Description of the task: Copy every line of the listing that holds the string "surface".

Supplied material:

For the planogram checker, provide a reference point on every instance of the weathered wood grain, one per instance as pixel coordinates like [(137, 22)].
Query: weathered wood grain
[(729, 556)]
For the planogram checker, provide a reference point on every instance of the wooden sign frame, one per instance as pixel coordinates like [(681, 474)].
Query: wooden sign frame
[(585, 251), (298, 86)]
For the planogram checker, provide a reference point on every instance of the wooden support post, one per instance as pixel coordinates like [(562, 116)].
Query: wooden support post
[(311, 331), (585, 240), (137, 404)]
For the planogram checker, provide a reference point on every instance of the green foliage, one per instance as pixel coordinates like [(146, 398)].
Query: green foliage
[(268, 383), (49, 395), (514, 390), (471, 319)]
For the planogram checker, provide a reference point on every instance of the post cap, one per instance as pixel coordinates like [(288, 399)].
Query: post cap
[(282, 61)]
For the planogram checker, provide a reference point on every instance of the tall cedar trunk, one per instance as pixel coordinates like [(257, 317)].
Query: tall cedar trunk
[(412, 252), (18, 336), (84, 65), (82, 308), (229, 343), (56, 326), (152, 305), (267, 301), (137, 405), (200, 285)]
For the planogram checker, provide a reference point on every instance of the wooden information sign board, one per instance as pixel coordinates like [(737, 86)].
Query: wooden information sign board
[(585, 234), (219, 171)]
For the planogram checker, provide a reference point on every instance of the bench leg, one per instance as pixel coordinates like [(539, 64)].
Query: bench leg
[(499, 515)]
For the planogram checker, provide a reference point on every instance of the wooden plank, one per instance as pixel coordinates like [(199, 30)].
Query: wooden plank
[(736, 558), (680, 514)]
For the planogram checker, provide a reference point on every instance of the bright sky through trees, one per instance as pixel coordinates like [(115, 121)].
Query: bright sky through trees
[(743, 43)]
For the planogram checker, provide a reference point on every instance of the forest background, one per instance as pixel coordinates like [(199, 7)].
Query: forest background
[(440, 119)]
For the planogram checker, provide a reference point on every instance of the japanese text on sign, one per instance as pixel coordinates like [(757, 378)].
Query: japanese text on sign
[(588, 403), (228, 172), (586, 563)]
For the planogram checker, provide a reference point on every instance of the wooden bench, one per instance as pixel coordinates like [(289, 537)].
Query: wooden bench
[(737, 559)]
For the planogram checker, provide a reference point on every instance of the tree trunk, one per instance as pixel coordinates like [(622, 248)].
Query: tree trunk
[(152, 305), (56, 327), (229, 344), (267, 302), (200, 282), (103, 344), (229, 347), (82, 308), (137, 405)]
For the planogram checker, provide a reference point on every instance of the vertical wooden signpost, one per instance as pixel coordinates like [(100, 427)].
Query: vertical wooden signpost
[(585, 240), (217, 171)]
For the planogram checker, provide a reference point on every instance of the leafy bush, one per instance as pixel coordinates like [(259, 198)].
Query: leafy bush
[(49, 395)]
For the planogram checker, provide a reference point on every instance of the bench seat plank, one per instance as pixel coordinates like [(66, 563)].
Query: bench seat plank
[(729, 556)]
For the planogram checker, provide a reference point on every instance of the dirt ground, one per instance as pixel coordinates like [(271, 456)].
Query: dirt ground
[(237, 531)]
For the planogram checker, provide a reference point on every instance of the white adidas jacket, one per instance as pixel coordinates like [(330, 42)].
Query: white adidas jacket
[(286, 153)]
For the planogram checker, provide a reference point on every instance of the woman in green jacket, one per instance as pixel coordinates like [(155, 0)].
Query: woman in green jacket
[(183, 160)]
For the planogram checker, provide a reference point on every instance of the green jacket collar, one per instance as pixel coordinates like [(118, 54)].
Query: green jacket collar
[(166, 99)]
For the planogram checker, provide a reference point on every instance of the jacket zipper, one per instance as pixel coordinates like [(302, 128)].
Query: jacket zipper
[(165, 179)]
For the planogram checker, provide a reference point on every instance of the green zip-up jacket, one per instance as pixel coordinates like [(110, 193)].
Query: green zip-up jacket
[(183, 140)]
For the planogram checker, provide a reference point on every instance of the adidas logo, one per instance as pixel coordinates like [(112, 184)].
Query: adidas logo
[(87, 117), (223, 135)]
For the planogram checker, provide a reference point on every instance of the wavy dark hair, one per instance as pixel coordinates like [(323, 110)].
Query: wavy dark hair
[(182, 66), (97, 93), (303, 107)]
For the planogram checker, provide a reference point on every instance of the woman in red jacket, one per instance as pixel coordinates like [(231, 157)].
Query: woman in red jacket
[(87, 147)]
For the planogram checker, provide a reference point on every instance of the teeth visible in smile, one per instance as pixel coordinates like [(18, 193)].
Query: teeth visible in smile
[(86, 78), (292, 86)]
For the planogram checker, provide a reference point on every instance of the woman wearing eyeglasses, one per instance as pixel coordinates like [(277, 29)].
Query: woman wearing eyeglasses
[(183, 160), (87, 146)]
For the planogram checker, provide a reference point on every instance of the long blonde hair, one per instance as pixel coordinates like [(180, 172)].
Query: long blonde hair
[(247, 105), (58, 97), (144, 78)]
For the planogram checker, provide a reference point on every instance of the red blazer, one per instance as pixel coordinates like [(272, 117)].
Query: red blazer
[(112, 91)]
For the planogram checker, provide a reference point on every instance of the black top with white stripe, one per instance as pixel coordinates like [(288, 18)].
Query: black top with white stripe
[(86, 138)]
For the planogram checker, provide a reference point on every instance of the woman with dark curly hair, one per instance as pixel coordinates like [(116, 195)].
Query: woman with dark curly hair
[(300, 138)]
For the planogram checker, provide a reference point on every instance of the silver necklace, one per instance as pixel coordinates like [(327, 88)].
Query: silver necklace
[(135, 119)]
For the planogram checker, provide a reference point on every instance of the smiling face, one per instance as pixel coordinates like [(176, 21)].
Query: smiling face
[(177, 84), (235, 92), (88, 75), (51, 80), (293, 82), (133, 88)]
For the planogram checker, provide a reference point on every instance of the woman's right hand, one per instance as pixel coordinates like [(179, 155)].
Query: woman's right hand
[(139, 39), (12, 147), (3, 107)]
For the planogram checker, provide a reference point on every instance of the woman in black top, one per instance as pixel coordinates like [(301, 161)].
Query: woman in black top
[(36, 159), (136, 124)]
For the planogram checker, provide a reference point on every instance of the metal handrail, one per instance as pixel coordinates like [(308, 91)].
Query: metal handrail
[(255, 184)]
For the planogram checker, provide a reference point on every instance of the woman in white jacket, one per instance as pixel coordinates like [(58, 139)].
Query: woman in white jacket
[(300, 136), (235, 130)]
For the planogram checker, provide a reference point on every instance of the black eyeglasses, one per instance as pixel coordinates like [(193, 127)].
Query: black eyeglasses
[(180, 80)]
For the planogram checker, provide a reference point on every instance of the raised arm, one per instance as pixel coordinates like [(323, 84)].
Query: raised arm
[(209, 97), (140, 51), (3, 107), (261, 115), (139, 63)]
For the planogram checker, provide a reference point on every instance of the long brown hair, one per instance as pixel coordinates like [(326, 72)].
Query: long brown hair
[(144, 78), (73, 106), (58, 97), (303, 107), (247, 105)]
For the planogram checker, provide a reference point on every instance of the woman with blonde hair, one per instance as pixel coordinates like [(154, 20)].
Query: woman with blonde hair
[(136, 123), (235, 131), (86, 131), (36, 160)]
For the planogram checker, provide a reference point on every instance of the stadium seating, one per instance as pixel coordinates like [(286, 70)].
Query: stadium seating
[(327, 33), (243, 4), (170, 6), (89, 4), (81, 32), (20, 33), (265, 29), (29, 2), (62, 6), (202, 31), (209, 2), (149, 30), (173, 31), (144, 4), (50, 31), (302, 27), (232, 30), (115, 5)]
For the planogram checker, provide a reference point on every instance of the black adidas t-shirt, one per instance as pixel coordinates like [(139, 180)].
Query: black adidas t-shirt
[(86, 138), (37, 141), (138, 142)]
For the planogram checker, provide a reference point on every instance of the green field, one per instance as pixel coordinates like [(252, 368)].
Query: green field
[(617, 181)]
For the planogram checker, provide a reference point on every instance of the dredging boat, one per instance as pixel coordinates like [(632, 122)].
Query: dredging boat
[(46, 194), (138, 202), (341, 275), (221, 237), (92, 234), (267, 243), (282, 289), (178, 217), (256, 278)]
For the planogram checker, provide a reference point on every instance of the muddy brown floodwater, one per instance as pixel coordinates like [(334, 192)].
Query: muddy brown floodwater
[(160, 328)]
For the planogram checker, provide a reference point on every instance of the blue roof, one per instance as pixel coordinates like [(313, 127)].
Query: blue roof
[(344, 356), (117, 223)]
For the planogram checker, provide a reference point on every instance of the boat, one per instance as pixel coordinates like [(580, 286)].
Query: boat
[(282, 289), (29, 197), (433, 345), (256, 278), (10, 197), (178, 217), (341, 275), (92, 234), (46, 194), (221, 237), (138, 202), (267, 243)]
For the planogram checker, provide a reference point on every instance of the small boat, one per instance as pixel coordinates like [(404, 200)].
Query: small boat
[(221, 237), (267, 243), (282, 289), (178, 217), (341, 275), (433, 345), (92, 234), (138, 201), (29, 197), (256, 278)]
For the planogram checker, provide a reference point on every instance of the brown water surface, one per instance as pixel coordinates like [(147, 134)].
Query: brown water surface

The answer:
For the planogram checker, provide a reference point on every instance of the brown water surface, one per instance as pixel coordinates like [(147, 134)].
Query: brown water surface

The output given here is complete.